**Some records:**
-=-=-=-=-

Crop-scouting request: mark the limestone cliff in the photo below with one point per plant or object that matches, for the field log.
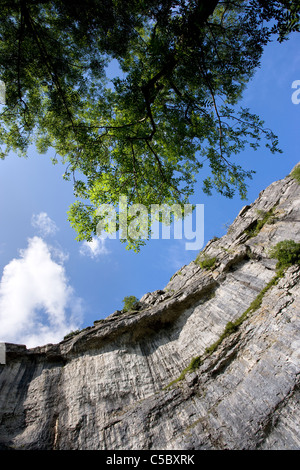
(212, 361)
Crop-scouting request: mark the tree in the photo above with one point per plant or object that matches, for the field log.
(174, 105)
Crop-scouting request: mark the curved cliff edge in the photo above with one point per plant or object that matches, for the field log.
(211, 361)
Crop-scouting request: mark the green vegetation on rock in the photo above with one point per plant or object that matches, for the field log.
(130, 303)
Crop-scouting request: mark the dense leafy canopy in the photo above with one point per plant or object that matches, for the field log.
(146, 133)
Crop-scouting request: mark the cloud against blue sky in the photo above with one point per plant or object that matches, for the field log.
(37, 303)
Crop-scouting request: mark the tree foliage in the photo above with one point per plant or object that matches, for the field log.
(171, 106)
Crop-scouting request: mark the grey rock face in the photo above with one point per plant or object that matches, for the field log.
(113, 385)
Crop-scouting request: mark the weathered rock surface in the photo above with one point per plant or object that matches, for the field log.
(108, 386)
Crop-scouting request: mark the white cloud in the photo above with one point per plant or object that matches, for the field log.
(45, 225)
(37, 304)
(94, 248)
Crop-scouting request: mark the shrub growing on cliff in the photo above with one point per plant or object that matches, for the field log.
(287, 253)
(205, 262)
(130, 303)
(296, 174)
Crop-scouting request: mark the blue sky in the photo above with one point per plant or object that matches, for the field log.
(51, 284)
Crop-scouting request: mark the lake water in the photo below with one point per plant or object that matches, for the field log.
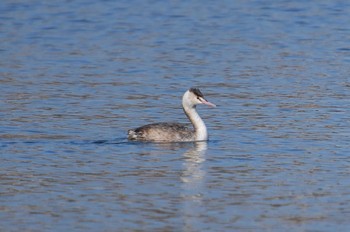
(76, 75)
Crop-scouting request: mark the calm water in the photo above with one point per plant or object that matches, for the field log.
(75, 75)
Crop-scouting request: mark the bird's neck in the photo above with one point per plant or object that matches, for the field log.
(200, 129)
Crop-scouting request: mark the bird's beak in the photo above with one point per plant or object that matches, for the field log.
(205, 102)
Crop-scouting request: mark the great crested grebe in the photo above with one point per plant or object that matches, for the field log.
(177, 132)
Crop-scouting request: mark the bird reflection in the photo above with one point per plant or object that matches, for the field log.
(193, 178)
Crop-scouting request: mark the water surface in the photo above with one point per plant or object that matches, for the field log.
(75, 76)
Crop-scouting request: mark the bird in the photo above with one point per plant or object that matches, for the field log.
(177, 132)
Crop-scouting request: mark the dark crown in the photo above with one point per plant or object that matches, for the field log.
(197, 92)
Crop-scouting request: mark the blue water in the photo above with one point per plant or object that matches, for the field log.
(76, 75)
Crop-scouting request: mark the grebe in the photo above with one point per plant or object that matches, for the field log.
(177, 132)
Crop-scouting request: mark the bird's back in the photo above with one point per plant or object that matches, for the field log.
(162, 132)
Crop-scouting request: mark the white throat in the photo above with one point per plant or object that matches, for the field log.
(200, 129)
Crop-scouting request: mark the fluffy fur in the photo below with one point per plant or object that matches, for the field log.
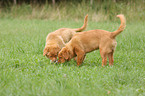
(84, 42)
(57, 39)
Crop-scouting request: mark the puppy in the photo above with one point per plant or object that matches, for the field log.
(57, 39)
(84, 42)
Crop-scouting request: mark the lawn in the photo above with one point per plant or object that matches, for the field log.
(25, 72)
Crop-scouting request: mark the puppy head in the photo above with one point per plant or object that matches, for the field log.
(64, 55)
(51, 52)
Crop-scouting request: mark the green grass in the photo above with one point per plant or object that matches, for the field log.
(25, 72)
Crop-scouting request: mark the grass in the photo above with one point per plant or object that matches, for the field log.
(25, 72)
(98, 11)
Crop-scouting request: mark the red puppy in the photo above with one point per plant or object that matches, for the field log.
(84, 42)
(57, 39)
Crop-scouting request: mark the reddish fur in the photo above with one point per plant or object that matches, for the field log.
(85, 42)
(57, 39)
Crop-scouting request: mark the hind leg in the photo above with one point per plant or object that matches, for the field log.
(80, 56)
(104, 57)
(111, 60)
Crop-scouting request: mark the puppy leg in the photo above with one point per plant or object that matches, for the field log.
(104, 57)
(80, 56)
(111, 60)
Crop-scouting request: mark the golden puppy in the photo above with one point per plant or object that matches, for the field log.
(84, 42)
(57, 39)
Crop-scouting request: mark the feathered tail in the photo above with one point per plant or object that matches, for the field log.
(121, 28)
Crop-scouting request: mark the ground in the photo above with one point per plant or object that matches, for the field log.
(25, 72)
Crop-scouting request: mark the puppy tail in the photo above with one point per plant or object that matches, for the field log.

-=-=-=-=-

**EXERCISE DIRECTIONS:** All of the material above needs to be restated exactly, with no pictures.

**EXERCISE RESPONSE:**
Crop-scouting request: mark the limestone cliff in the photo below with one point per plant or object that matches, for the field log.
(212, 361)
Crop-scouting request: mark the tree in the photo above with one point per plant or object that matches, for the field log.
(174, 105)
Crop-scouting request: mark the curved cliff edge in the photo above with one point per plant or object that matches, for the field log.
(211, 361)
Crop-scouting request: mark the green vegetation on rock in the photo above with one point per plant or object that matches, for the field log.
(130, 303)
Crop-scouting request: mark the dense leafy canopy in the photo above with one point per plant or object that matches, for the field log.
(146, 133)
Crop-scouting request: mark the cloud against blue sky in the photo above with one point per plant or object that matches, for the field log.
(37, 303)
Crop-scouting request: mark the tree foliage in the photo above with one point per plant or object that matches, for the field log.
(171, 106)
Crop-scouting request: mark the grey rock face in the photo above with one point per plant or object that matches, for the field log.
(113, 385)
Crop-scouting request: mark the weathered rock surface in the photo above with one point per plant or object that matches, for the field log.
(108, 386)
Crop-scouting request: mark the white cloud in the photo above with one point per plant or object that matches, for the field log.
(45, 225)
(37, 304)
(94, 248)
Crop-scouting request: mark the shrub growing on cliff in the photo above with one point per plant or object that matches, for the field log.
(287, 253)
(205, 262)
(130, 303)
(296, 174)
Crop-scouting request: mark the blue sky in the photo above with one point per plant or object that matches, for the field log.
(51, 284)
Crop-scouting request: mark the lake water in the photo below with one point per plant or object that matches, for the field log.
(76, 75)
Crop-scouting request: mark the calm water in the photo above with one point per plant or object that matches, for the field log.
(75, 75)
Crop-scouting request: mark the bird's neck in the photo above with one point per plant or object that matches, for the field log.
(200, 129)
Crop-scouting request: mark the bird's beak in the photo above with one point per plant or object that matches, for the field log.
(205, 102)
Crop-scouting request: mark the great crested grebe in the photo above with one point per plant or object that matches, for the field log.
(177, 132)
Crop-scouting request: mark the bird reflection in the photo above with one point per plant or object that matches, for the field log.
(193, 178)
Crop-scouting request: mark the water surface in the photo above with one point per plant or object that matches, for the field log.
(75, 76)
Crop-scouting request: mark the bird in the photo above with one point per plant or object that matches, for the field log.
(177, 132)
Crop-scouting request: mark the dark crown in the photo above with one point per plant or object that matches, for the field log.
(197, 92)
Crop-scouting request: mark the blue water in the photo above with one point per plant or object that matches, for the field log.
(76, 75)
Crop-scouting request: mark the grebe in the photo above with one point per plant or object that matches, for the field log.
(177, 132)
Crop-scouting request: mark the bird's back in the photo above with one point per plant or object that matches, for the field log.
(162, 132)
Crop-scouting request: mark the white throat in the photo above with one point per plant or object that matches, for the field log.
(200, 129)
Crop-scouting request: mark the fluffy fur in the photo below with one point per plant or object that matches, for the field log.
(84, 42)
(57, 39)
Crop-scouting request: mark the puppy in the photo above with one point per plant or object that matches, for the field log.
(57, 39)
(84, 42)
Crop-scouting request: mark the lawn in the photo above with one point per plant or object that matches, for the field log.
(25, 72)
Crop-scouting request: mark the puppy head in the photo above with one point per plant or object that matches, for the field log.
(64, 55)
(51, 52)
Crop-scouting request: mark the green grass in the photo above with one point per plant or object that matches, for the field log.
(25, 72)
Crop-scouting request: mark the grass in the photo above with one point per plant or object that matches, for the field log.
(25, 72)
(98, 11)
Crop-scouting request: mark the red puppy in the photo above with one point per plant or object that matches, for the field log.
(84, 42)
(57, 39)
Crop-scouting request: mark the reddish fur in the photo above with one point per plant or object that matches, for the field log.
(85, 42)
(57, 39)
Crop-scouting request: mark the hind leg in the photo above with one point per plant or object that matches, for the field log.
(80, 56)
(104, 57)
(111, 60)
Crop-scouting request: mark the puppy leg in the photo above with one point per plant or object that matches, for the field log.
(104, 57)
(80, 56)
(111, 60)
Crop-scouting request: mark the golden puppy in the photo above with one point per plant or object that matches, for the field log.
(84, 42)
(57, 39)
Crop-scouting request: mark the feathered tail in the photo above with one point per plant or object that matches, for the field log.
(121, 28)
Crop-scouting request: mark the ground in the photo above with one point per plant or object that matches, for the field log.
(25, 72)
Crop-scouting request: mark the puppy tail in the photo above with one point per plant or object that matches, for the field log.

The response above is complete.